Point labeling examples
-- START --

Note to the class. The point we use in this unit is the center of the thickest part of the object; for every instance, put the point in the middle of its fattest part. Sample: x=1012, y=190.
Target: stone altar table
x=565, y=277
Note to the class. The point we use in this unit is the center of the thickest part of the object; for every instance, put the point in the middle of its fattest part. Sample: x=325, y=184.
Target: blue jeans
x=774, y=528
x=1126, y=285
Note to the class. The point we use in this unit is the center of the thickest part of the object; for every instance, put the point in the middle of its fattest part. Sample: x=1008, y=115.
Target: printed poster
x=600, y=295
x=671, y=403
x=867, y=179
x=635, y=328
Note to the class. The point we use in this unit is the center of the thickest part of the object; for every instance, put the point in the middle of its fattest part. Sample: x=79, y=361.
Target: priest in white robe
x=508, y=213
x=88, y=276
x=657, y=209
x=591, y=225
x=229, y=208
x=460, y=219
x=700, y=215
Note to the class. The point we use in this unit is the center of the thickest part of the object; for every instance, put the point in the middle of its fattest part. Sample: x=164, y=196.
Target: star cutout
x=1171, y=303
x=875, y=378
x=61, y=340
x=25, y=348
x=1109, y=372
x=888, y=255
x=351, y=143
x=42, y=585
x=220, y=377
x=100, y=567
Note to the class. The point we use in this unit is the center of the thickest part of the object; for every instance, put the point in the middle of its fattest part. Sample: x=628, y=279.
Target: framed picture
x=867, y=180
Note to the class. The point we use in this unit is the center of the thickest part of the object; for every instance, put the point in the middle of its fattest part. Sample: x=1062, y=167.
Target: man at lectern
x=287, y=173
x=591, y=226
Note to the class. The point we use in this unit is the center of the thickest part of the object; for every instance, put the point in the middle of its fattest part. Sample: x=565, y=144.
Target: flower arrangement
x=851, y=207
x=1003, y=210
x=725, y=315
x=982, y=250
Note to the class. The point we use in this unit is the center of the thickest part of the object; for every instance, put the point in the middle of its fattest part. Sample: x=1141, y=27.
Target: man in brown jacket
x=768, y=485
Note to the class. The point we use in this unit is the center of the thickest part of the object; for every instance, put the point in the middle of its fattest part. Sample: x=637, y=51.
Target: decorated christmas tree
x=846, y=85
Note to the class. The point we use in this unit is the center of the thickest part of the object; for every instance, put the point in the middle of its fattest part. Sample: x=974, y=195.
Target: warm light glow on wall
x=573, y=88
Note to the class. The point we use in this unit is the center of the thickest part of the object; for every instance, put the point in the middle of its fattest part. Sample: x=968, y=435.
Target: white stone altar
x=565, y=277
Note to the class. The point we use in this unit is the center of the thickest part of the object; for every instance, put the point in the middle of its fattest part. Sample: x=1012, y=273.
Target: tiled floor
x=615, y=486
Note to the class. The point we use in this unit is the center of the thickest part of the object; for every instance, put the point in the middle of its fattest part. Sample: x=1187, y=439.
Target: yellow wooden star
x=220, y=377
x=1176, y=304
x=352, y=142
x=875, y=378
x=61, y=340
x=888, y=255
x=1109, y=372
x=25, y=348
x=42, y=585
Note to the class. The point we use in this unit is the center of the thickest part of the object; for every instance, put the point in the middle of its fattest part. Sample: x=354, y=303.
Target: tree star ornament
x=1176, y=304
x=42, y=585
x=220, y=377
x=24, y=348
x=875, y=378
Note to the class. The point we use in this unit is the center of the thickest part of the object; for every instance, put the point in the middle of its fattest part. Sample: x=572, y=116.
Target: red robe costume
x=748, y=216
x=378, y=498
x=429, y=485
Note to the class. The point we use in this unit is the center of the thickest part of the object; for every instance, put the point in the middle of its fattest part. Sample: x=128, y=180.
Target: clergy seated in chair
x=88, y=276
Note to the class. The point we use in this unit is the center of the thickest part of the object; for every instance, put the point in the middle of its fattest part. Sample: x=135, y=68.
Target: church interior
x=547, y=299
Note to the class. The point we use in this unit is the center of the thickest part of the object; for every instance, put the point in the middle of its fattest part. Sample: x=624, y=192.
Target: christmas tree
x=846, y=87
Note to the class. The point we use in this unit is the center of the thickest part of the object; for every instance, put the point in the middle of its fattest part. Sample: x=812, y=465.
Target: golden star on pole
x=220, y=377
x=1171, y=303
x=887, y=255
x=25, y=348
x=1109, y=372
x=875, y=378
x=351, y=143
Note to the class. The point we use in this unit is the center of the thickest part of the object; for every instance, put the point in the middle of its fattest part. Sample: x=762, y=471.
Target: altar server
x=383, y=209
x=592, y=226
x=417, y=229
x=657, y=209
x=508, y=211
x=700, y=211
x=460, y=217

-- END --

WHAT TO DO
Could you reproduce all of the data above, changing every "fattest part" to "widest part" and leaving everything else untouched?

EXERCISE RESULT
Note to the class. The point we use in this unit is the center of the thickest part of the object; for every instance, put the point in the middle of its widest part. Sample: x=1012, y=190.
Target: stone altar table
x=565, y=277
Note to the class. The point we use in this unit is the center of the thickest part of the object; for every instance, put the point in the middle of its widest part. Sample: x=325, y=184.
Target: blue jeans
x=774, y=528
x=1126, y=285
Note to the class. The point we use in this unit is the center of the thickest part of the object; for every instance, put the point in the middle of its widest part. Sample: x=1008, y=115.
Target: printed poster
x=600, y=295
x=671, y=403
x=867, y=179
x=635, y=328
Note to the class. The point we use in this unit is the center of the thickest part of the object; for every instance, put the point in the middle of its widest part. Sample: x=79, y=361.
Target: priest in white robe
x=508, y=213
x=88, y=276
x=657, y=209
x=591, y=225
x=229, y=208
x=460, y=219
x=700, y=215
Note to the class. The point we use in this unit is the center of the thickest part of the object; for every instance, put the point in the middle of its widest part. Sample: x=164, y=196.
Target: star cutout
x=1171, y=303
x=875, y=378
x=61, y=340
x=25, y=348
x=1109, y=372
x=888, y=255
x=351, y=143
x=42, y=585
x=220, y=377
x=100, y=567
Note to the class. The point we use in this unit is the center of the thickest part of the object; for every instance, put the point in the middle of its widest part. Sample: x=628, y=279.
Target: framed picture
x=867, y=180
Note to the class. The point we use in this unit is the center of the thickest part of the object; for every instance, put the point in the middle of its widest part. Sample: x=1062, y=167.
Target: man at lectern
x=287, y=173
x=591, y=226
Note to the class. The point we use in this unit is the center of the thickest part of the object; for every instance, put the point in the middle of its widest part. Sample: x=565, y=144.
Target: flower arrangement
x=851, y=207
x=1003, y=210
x=725, y=315
x=982, y=250
Note to the class. The point we use in this unit is the center of the thickest part of the object; for every instance, put the point in the middle of its widest part. Sample: x=1141, y=27.
Target: man in brown jacket
x=768, y=485
Note to the class. The point we use in this unit is the center of the thickest part of the object; for every instance, put the point in the middle of its widest part. Sample: x=637, y=51.
Target: decorated christmas tree
x=846, y=85
Note to the class. The point we use in this unit is the center of the thickest part of the object; for every instance, put the point in the middle of its widest part. Sample: x=974, y=195.
Target: warm light glow on wall
x=573, y=88
Note to the class. The point we use in this unit is the center of the thickest part of the object; for every instance, put the point in the middle of its widest part. Sample: x=968, y=435.
Target: white stone altar
x=565, y=277
Note to the class. The point we use in this unit is the center of the thickest part of the object; for every instance, put the point in the middle of its widest part. Sample: x=1012, y=273.
Target: tiled floor
x=615, y=486
Note to the class. The point we use in this unit is the center of the thickest part of the object; for every instance, put the point in the middle of its widest part. Sample: x=1187, y=439.
Target: yellow wooden star
x=220, y=377
x=1176, y=304
x=352, y=142
x=875, y=378
x=61, y=340
x=888, y=255
x=1109, y=372
x=25, y=348
x=42, y=585
Note to the class. The point we use in this unit is the center of the thickest part of the object; for every instance, put the point in the middle of its widest part. Sample: x=354, y=303.
Target: tree star ornament
x=1176, y=304
x=42, y=585
x=220, y=377
x=24, y=348
x=875, y=378
Note to the class. The point we use in this unit is the center of the thickest part of the object; for every instance, put the point in the middle of its widest part. Sample: x=572, y=116.
Target: red robe costume
x=748, y=216
x=378, y=498
x=429, y=485
Note to the class. The point we use in this unit is the center of the thickest part of the object; for every instance, put the point in the middle of its widest part. Sample: x=128, y=180.
Target: clergy seated in chair
x=88, y=276
Note to the class. The point we use in this unit is the center of the thickest part of the object; for every instance, put the point in the middle of its widest part. Sample: x=135, y=68.
Target: church interior
x=547, y=299
Note to the class. The point we use in this unit is the center of the thickest part of the object; for every instance, put the point in the middle of its widest part. Sample: x=624, y=192.
Target: christmas tree
x=846, y=87
Note to the class. The point we use in this unit is the center of the thickest part of the object; for every instance, put the point in the middle of its widest part. Sample: x=812, y=465.
Target: golden star on pole
x=220, y=377
x=1171, y=303
x=887, y=255
x=25, y=348
x=1109, y=372
x=875, y=378
x=351, y=143
Note to the class. The point we use in this unit is the center of the thickest part of the object; for every instance, put the point in the middle of its widest part. Sample: x=762, y=471.
Target: altar server
x=383, y=209
x=592, y=226
x=417, y=229
x=657, y=209
x=508, y=211
x=700, y=211
x=460, y=217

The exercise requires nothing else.